Reproduce exactly the line with "Q: For each instance of the green" and the lines after it. Stop at the last line of the data and include nothing else.

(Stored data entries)

= = = = =

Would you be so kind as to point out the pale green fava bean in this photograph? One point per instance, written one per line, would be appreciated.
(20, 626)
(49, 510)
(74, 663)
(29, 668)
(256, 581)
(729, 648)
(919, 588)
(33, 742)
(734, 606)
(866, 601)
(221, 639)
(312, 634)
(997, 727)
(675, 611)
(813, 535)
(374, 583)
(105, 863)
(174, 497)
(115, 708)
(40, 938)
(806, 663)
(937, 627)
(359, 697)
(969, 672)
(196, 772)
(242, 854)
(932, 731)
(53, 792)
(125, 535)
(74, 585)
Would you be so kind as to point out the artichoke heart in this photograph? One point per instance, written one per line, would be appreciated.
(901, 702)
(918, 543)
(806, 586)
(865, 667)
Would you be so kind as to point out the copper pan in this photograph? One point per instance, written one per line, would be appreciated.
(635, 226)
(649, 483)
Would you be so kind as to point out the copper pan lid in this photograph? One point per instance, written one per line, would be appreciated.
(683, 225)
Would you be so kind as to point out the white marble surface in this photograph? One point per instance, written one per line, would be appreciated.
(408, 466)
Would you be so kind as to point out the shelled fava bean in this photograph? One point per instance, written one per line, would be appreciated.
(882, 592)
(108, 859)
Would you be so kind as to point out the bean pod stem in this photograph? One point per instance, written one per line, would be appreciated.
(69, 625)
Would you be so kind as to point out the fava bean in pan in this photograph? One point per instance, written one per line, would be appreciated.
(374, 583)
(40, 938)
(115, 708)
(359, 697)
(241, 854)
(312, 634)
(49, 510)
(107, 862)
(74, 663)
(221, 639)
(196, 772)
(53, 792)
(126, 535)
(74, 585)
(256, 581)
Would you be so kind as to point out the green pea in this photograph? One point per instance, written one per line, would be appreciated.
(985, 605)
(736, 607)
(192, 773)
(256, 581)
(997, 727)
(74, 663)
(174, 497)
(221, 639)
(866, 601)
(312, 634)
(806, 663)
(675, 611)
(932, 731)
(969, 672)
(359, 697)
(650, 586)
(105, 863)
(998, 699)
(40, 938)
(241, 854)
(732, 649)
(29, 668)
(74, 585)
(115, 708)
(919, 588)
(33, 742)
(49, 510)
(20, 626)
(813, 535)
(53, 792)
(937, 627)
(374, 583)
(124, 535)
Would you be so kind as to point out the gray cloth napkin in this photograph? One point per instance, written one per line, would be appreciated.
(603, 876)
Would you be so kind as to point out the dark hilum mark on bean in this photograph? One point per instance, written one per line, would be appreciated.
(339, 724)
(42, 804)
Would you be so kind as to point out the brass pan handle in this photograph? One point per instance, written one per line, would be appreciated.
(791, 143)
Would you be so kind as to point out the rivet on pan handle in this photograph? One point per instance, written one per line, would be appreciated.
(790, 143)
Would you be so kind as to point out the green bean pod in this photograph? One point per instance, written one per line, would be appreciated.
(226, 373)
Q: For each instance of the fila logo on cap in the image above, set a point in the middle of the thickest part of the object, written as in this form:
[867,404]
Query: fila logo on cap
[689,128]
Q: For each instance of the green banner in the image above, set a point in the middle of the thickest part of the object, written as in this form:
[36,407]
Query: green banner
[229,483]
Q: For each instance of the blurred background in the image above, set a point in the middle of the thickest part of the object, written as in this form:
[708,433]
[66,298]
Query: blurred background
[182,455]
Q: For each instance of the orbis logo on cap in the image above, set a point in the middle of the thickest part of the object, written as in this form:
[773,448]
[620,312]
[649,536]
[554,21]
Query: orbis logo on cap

= = = = =

Answer area:
Q: For each instance of the green banner in the image above, set a point in the middle of the thickest part of the object, written as in this form:
[36,407]
Query: green banner
[229,483]
Q: For each instance of the blurred background in the image above, set a point in the middle of the thickest part of the object, written as in this form:
[708,433]
[66,298]
Query: blurred background
[182,455]
Q: For each instance of the orbis logo on cap in the image above, set a point in the middle of the thickest part of the object, written as in this form:
[773,448]
[620,312]
[649,536]
[554,21]
Query: orbis logo on cap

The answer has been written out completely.